_COMPLETE O SEGUINTE_:
**a.** Diga se cada afirmação abaixo concorda com o trecho sobre a condição feminina, respondendo sim ou não e citando literalmente as palavras do trecho que decidem a questão. (i) Segundo a citação de "O Segundo Sexo", nenhum destino biológico define a forma que a fêmea humana assume na sociedade. (ii) Segundo a citação de "Vida de Mulher", as mulheres não têm dificuldade em nomear o que sentem. (iii) O filme "Todas as Mulheres do Mundo" tinha as interpretações centrais de Paulo José e Leila Diniz.
**b.** Transcreva literalmente a parte do trecho sobre a condição feminina que começa nas palavras "Este signo permite" e termina logo após "e Leila Diniz.".

_TRECHO APRESENTADO_:
┏━━

Antonio
Hohlfeldt
A APARENTE
ETERNIDADE SE
REVELA
“Ela
é dividida contra si mesma muito mais profundamente do que o
homem.(...) a mulher se conhece e se escolhe, não tal como
existe para si, mas tal qual o homem a define.(...) o que o
homem ama e detesta antes de tudo na mulher, amante ou mãe, é
a imagem remota de seu destino animal, é a vida necessária a
sua existência, mas que a condena à finitude e à morte.(...)
Ninguém nasce mulher: torna-se mulher. Nenhum destino biológico,
psíquico, econômico define a forma que a fêmea humana assume
no seio da sociedade: é o conjunto da civilização que elabora
esse produto intermediário entre o macho e o castrado que
qualificam de feminino.” Simone de Beauvoir, “O Segundo Sexo”
“A maior dificuldade de uma mulher é explicar-se,
colocar em termos concretos o quê, afinal de contas, é ser
mulher. Qual a especificidade? Seios e vagina? A especificidade
na verdade, não passa de uma palavra mágica. De um símbolo
que permite a cada mulher poder extravasar o seu sufoco.(...)
Este signo permite a individualização de uma percepção
abstrata: as mulheres sabem que têm muito em comum, que são
“específicas” em relação aos homens. Mas têm dificuldade
em nomear o que sentem.”
Maria Quartim de Morais e Maria Mendes da Silva, “Vida
de Mulher”
Há alguns anos, um filme marcou profundamente minha
adolescência. Chamava-se “Todas as Mulheres do Mundo” e
tinha as interpretações centrais de Paulo José e Leila Diniz.

┗━━

_DADOS DE ENTRADA_:
┏━━

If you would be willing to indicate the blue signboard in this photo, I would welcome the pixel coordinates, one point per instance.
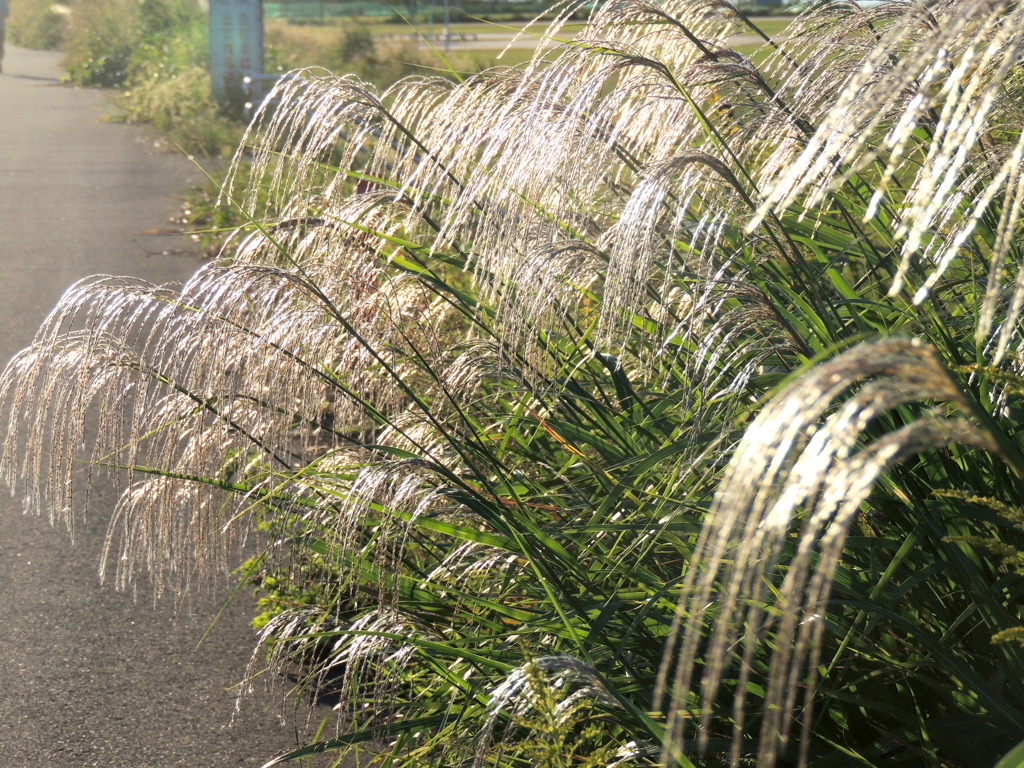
(236, 47)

┗━━

_RESPOSTAS DO EXERCÍCIO_:
**a.**
(i) Sim: "Nenhum destino biológico, psíquico, econômico define a forma que a fêmea humana assume no seio da sociedade".
(ii) Não: "Mas têm dificuldade em nomear o que sentem."
(iii) Sim: "tinha as interpretações centrais de Paulo José e Leila Diniz".

**b.**
Este signo permite a individualização de uma percepção
abstrata: as mulheres sabem que têm muito em comum, que são
“específicas” em relação aos homens. Mas têm dificuldade
em nomear o que sentem.”
Maria Quartim de Morais e Maria Mendes da Silva, “Vida
de Mulher”
Há alguns anos, um filme marcou profundamente minha
adolescência. Chamava-se “Todas as Mulheres do Mundo” e
tinha as interpretações centrais de Paulo José e Leila Diniz.